> [Excerpted passage]:
Segment Open

Sunday, December 07, 2008


The very first missingpoints posts (even before the mailing list) were about "blaming victims" and "punishing the innocent." I absolutely hate it when cops blame a rape victim's boyfriend (for not accompanying her home) or her manner of dressing instead of the actual perpetrator. I hate it when city councils pass curfew ordinances to "prevent criminality." The latter, in particular, assumes preemptively that the youth they want to keep at home will commit crimes. 

Yesterday at Glorietta 1 I encountered a policy that infuriated me. I was accused of being a movie pirate because I had a digital camera. Below is the letter of complaint I wrote to Ayala Cinemas.

I write to express my disappointment at a policy enforced in your cinemas regarding the possession of digital cameras.

A companion and I were supposed to watch the 5:50pm screening of “Four Christmases” at Glorietta 1 last Saturday, 6 December 2008. As our bags were being inspected at the entrance the usher noticed my digital video camera, which was in my companion’s backpack. The usher asked if it was a digicam and we told her yes. We were then informed that it was Ayala Cinema’s policy to disallow digicams and that we had to leave it at the Customer Service counter if we wanted to enter the theater.

I went to the Customer Service counter and told the staffer present that I wasn’t a movie pirate. I had no intention of filming or taking pictures of any part of the film or the theater. I just had the camera with me because I needed it for a prior event. Besides, I didn’t want to leave a relatively expensive gadget with them. The Customer Service representative replied that it was the theater’s policy. I told them I wouldn’t stand for it and asked for a refund instead.

A few minutes later, I texted ________ of your Marketing Department (whom I personally know). She informed me that this is not a new policy and that it is a preventive measure being done in cooperation with the film distributors. I told her that the policy was insulting to your patrons since it preemptively accuses them of being video pirates.

I am aware that taking pictures or videos inside the cinema is prohibited. Your policy assumes that I am too stupid to understand that or that I would willingly flaunt the rules in order to obtain a copy of the film being shown, hence the need to sequester my possessions. I understand that this is a preventive measure on your part but unlike frisking and bag searches at mall entrances (which are inconveniences, too), leaving my camera at your Customer Service counter has NO ACTUAL BENEFIT TO ME. A bag search assures me that everyone else in the mall isn’t carrying a gun or explosives. A “no digicam” policy assures me of nothing.

You are simply passing your film distributors’ problems on to your customers.

In fact you are punishing the very people who are supporting films by watching them in theaters. Instead of treating us with courtesy and respect, your policy automatically ASSUMES WE ARE UP TO NO GOOD by mere possession of a camera.

I would like to suggest that a less insulting policy be adopted. Continue with the bag searches but, upon finding cameras, just have the ushers remind patrons that taking pictures or videos is prohibited. Post signs that the cinema staff has the right to ask anyone caught to leave. This, I believe, is a happy mean that respects the wishes of film distributors while acknowledging that your patrons are law-abiding citizens (unless proven otherwise).

Until such a policy is adopted, I will not patronize Ayala Cinemas and will encourage everyone else I know to do the same.

Anybody else encounter something similar at any other movie theater? I think it's about time we let them know that we should not be treated like potential criminals.

Segment Closed

> [Data section]:

Segment Open

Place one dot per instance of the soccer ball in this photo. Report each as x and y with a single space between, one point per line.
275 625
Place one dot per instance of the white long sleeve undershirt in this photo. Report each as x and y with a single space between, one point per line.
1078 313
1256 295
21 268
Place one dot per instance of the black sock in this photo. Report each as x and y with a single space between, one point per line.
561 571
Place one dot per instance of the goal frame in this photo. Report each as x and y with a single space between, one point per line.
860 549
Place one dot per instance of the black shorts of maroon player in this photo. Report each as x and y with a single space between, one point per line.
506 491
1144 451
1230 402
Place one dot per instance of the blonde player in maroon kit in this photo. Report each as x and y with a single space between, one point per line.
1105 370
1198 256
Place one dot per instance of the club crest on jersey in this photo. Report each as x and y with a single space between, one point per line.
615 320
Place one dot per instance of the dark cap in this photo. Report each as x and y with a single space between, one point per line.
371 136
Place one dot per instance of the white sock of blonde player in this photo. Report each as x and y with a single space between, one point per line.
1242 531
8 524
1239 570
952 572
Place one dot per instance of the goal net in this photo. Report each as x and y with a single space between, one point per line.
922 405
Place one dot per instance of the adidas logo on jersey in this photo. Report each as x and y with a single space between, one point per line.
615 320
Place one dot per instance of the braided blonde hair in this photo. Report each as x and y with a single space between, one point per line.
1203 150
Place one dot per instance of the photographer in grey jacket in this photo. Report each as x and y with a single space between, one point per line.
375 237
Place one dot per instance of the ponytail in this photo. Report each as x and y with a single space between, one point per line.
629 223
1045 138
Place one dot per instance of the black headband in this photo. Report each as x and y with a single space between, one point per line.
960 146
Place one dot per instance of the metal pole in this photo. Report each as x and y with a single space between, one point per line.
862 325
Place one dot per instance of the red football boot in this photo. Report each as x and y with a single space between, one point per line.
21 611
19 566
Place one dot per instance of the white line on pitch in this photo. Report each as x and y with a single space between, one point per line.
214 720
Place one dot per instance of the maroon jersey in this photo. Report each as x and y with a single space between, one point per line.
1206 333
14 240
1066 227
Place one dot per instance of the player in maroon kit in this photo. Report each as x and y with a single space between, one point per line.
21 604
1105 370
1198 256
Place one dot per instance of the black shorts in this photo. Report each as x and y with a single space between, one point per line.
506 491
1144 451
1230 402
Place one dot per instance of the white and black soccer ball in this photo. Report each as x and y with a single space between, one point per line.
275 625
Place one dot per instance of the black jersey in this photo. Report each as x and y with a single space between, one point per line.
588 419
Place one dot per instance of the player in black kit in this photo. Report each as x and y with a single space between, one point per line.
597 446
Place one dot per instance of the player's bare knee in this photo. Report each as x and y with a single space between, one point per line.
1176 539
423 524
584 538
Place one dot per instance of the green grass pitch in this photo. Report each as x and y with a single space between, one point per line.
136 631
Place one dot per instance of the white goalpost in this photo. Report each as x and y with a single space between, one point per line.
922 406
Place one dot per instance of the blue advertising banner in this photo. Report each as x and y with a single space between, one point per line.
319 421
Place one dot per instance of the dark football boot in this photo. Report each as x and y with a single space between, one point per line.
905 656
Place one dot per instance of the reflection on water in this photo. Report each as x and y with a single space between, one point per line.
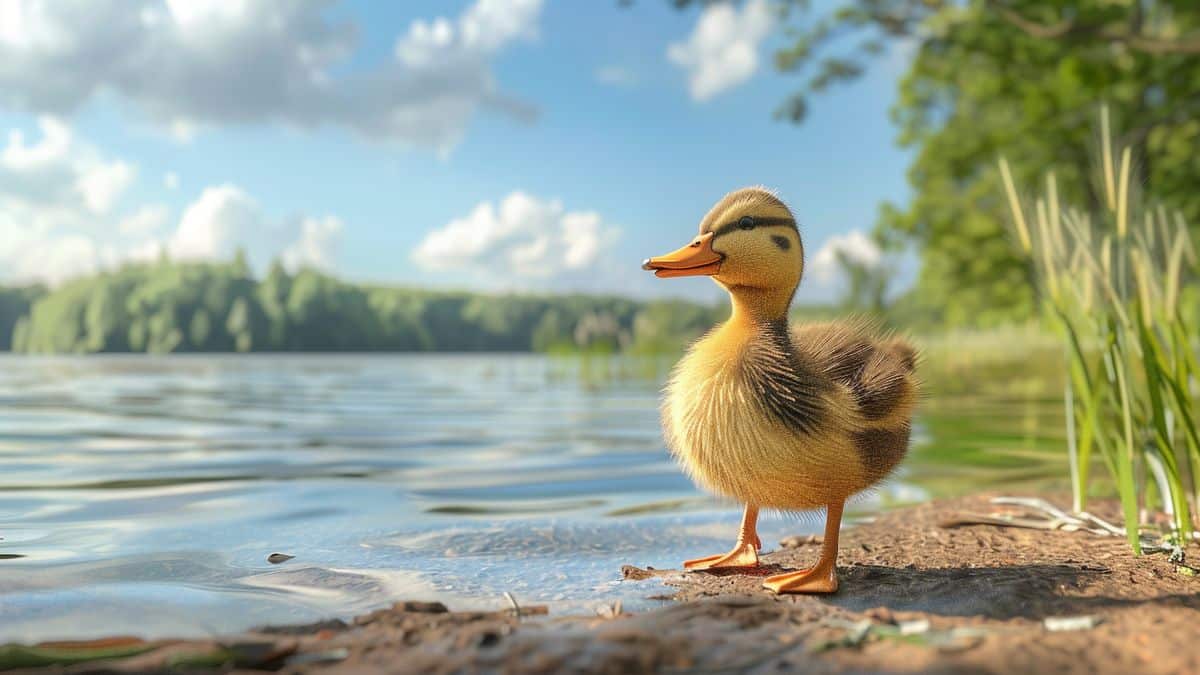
143 495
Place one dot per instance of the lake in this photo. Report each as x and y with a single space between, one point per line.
144 494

Segment Closed

> [Exercise instructions]:
- A) In the blog post about the cinema camera policy, list each measure the letter proposes as part of a less insulting policy.
- B) Retype the part of the blog post about the cinema camera policy between "I write to express" and "enter the theater.", inclusive.

> [Solutions to each task]:
- A)
- Continue with the bag searches.
- Upon finding cameras, have the ushers remind patrons that taking pictures or videos is prohibited.
- Post signs that the cinema staff has the right to ask anyone caught to leave.

- B)
I write to express my disappointment at a policy enforced in your cinemas regarding the possession of digital cameras.

A companion and I were supposed to watch the 5:50pm screening of “Four Christmases” at Glorietta 1 last Saturday, 6 December 2008. As our bags were being inspected at the entrance the usher noticed my digital video camera, which was in my companion’s backpack. The usher asked if it was a digicam and we told her yes. We were then informed that it was Ayala Cinema’s policy to disallow digicams and that we had to leave it at the Customer Service counter if we wanted to enter the theater.